**TASK TO COMPLETE:** Update the rows from the start of the records through the line containing "pixel 325 219", inclusive, by replacing "Sample output" with "Example output" and leaving everything else as it is.

**RECORDED DATA:**
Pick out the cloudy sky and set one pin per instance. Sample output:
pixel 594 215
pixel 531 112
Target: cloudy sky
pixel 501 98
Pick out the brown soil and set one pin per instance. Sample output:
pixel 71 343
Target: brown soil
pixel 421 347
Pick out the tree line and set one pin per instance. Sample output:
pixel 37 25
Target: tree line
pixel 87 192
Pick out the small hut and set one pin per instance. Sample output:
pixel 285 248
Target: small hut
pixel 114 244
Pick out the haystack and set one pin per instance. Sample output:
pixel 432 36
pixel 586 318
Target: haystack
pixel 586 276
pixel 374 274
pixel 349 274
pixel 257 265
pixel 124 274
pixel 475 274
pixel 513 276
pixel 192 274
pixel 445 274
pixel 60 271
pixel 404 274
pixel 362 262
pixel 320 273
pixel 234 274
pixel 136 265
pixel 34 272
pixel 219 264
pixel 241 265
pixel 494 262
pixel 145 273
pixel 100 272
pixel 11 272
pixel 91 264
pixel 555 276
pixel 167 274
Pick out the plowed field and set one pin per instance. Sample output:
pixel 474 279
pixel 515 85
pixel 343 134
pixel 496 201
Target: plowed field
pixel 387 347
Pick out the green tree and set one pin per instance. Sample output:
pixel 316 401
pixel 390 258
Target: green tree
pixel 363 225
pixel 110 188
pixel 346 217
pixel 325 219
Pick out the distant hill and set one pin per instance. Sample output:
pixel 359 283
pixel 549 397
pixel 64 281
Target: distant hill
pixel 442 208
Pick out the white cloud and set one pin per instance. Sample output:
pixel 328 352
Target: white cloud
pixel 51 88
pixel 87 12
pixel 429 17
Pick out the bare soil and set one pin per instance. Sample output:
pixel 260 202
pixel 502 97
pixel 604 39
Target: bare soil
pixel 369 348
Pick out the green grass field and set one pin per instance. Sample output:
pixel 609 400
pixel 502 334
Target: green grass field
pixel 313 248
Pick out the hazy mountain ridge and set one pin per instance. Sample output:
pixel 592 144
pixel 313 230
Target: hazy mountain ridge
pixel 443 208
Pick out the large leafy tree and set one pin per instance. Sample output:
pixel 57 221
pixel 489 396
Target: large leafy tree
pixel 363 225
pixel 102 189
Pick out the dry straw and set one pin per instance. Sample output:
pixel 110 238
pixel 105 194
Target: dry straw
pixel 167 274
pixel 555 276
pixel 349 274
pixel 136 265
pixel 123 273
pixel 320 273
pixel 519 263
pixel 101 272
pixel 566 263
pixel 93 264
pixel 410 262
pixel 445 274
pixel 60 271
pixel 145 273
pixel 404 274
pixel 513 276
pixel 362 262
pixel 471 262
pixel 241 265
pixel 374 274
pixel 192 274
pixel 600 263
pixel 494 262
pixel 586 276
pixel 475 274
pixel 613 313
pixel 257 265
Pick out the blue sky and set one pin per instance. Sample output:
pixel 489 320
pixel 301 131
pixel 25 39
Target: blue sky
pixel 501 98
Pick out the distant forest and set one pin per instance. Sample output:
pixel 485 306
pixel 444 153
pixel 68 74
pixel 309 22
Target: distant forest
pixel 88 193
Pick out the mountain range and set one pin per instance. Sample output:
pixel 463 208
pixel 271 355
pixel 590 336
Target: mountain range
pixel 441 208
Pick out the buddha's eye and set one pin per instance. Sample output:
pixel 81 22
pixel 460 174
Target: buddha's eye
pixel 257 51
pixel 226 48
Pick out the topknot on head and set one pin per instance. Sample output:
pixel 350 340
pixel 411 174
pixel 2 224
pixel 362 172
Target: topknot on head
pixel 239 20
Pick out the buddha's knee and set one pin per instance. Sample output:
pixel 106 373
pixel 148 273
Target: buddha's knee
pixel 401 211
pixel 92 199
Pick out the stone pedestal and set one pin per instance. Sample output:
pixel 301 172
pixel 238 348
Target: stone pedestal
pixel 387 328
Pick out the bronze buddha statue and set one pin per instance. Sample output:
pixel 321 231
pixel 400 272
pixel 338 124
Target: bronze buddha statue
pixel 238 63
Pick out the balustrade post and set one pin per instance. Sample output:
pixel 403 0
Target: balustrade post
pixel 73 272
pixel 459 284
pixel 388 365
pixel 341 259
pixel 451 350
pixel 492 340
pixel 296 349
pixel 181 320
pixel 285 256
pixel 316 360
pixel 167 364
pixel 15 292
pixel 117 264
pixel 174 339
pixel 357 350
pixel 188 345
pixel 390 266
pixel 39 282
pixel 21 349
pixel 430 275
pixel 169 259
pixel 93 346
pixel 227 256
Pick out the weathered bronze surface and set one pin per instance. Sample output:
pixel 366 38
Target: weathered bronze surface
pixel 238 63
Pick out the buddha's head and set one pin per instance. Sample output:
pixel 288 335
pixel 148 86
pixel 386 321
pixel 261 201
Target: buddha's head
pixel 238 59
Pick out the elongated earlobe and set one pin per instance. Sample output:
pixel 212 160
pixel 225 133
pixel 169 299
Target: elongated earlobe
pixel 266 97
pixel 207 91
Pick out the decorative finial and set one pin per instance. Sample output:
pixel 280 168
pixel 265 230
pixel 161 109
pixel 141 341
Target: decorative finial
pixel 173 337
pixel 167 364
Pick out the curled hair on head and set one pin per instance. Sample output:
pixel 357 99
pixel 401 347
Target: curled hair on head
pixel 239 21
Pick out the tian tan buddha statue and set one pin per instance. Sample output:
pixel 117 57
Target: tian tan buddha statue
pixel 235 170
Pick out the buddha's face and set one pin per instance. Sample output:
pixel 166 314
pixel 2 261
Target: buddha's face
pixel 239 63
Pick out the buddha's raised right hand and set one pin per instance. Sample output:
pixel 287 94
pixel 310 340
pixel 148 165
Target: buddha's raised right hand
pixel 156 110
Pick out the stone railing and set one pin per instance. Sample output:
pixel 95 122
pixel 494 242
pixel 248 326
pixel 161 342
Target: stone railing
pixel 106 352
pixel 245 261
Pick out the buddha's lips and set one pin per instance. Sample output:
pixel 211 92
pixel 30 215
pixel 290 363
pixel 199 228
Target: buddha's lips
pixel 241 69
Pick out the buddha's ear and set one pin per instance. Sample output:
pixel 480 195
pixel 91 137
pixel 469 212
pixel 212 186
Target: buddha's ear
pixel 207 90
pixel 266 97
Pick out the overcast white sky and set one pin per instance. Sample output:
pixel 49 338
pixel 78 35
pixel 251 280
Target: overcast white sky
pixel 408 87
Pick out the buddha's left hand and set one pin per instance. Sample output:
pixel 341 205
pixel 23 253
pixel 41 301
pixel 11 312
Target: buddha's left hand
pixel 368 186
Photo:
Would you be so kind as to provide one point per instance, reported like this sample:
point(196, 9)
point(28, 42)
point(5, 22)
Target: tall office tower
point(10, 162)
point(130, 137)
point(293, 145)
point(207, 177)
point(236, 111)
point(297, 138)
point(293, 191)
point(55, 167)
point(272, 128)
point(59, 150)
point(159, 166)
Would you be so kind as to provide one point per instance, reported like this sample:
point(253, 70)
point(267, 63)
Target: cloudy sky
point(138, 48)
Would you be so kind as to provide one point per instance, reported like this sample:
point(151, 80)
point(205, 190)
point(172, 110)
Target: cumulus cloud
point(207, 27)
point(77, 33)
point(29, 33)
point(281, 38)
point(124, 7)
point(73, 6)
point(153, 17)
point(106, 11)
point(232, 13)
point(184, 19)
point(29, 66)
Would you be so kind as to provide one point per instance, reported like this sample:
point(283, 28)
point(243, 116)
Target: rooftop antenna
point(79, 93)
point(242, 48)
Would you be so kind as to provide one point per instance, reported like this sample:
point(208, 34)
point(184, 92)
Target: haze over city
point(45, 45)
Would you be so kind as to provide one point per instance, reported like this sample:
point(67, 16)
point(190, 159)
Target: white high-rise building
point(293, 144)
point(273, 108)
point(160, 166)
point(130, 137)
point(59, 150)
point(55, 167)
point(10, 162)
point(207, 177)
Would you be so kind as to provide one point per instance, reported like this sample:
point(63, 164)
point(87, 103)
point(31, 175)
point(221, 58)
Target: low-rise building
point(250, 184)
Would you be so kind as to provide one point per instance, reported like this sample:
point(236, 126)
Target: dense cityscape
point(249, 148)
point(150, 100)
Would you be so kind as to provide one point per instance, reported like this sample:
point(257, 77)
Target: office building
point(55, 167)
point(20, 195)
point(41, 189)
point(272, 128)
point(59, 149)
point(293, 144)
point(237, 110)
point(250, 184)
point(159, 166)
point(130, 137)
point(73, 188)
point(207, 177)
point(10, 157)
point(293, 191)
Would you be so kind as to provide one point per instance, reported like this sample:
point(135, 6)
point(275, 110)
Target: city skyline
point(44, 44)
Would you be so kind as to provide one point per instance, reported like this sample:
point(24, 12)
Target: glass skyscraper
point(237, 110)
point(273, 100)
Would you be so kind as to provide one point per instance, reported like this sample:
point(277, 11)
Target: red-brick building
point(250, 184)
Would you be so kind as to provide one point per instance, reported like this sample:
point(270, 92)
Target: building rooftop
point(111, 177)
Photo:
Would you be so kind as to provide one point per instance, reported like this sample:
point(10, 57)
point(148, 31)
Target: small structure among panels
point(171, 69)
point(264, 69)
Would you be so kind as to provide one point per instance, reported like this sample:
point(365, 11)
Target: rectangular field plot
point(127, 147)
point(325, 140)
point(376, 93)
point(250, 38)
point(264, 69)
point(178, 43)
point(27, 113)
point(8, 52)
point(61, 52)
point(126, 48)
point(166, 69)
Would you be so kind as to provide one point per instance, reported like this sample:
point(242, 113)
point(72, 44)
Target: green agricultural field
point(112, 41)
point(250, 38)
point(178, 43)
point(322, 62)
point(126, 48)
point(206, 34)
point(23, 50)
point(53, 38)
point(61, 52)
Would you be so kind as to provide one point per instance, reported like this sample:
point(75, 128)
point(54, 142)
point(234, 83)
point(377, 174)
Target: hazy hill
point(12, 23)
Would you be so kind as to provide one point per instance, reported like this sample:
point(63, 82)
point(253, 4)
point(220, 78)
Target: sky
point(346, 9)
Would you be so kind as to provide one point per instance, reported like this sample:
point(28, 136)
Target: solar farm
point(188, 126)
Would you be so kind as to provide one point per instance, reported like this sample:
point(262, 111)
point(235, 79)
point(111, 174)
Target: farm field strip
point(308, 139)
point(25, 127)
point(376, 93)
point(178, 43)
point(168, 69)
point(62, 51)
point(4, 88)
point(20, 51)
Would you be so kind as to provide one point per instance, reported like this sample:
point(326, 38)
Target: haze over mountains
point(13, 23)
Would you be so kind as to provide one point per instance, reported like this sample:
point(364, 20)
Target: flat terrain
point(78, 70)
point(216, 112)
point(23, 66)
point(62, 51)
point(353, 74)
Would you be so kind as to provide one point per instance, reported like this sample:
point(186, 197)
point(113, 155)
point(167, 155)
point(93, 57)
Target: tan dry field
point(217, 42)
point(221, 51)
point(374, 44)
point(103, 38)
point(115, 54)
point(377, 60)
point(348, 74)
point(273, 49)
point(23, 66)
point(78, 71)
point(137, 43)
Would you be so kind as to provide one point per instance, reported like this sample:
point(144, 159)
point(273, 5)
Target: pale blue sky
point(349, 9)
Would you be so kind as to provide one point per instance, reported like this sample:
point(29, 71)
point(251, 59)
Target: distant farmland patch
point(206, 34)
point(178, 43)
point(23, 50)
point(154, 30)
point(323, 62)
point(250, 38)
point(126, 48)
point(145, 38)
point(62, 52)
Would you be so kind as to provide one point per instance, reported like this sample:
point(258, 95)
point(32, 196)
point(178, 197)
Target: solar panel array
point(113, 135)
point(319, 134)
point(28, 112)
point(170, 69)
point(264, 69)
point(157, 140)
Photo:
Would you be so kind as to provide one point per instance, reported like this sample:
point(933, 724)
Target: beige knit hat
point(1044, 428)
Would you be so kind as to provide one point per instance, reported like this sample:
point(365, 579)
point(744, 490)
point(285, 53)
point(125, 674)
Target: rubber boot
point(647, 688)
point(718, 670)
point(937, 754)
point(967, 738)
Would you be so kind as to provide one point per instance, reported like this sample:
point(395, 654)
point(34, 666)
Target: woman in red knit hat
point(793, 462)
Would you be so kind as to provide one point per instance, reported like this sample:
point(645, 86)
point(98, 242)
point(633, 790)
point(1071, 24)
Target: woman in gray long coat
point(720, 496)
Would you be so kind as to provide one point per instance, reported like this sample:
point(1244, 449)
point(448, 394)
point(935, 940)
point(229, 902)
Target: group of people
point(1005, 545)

**WRITTEN RESPONSE:**
Pick out the cloudy sky and set one pin per instance. Example output:
pixel 594 215
pixel 531 112
Target: cloudy sky
pixel 501 98
Pick out the brown soil and set one pin per instance. Example output:
pixel 71 343
Target: brown soil
pixel 421 347
Pick out the tree line and set one pin per instance. Example output:
pixel 37 25
Target: tree line
pixel 87 192
Pick out the small hut and set one pin per instance. Example output:
pixel 285 248
Target: small hut
pixel 114 244
Pick out the haystack and set one pin per instance. Example output:
pixel 432 36
pixel 586 318
Target: haystack
pixel 586 276
pixel 374 274
pixel 349 274
pixel 257 265
pixel 124 274
pixel 475 274
pixel 513 276
pixel 192 274
pixel 445 274
pixel 60 271
pixel 404 274
pixel 362 262
pixel 320 273
pixel 234 274
pixel 136 265
pixel 34 272
pixel 219 264
pixel 241 265
pixel 494 262
pixel 145 273
pixel 100 272
pixel 11 272
pixel 91 264
pixel 555 276
pixel 167 274
Pick out the plowed field and set one pin per instance. Example output:
pixel 474 279
pixel 515 85
pixel 343 134
pixel 496 201
Target: plowed field
pixel 387 347
Pick out the green tree and set one pin per instance. Example output:
pixel 316 401
pixel 390 258
Target: green tree
pixel 363 225
pixel 110 188
pixel 346 217
pixel 325 219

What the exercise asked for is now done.